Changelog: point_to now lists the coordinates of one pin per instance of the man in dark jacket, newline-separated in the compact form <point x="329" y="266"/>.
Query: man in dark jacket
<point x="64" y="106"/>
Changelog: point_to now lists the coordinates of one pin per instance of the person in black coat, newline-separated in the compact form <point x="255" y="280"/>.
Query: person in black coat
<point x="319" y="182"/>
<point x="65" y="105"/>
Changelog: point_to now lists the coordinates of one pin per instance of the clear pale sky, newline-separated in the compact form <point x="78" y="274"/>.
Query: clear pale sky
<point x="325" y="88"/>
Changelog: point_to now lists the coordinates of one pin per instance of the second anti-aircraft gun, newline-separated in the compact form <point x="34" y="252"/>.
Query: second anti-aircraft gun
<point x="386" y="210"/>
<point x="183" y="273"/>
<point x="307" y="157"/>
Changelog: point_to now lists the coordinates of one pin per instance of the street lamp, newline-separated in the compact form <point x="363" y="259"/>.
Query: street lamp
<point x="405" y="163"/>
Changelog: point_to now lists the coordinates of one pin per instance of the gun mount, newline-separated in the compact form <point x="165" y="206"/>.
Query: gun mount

:::

THE EXERCISE: Rewrite everything from the line containing "gun mount, newline-separated" down to the end of the records, changing "compact form" to "short form" and leaving the rest untouched.

EXERCISE RESULT:
Changelog: point_to now lists the coordinates of one pin per instance of the gun mount, newline-separated in the short form <point x="165" y="206"/>.
Query: gun mount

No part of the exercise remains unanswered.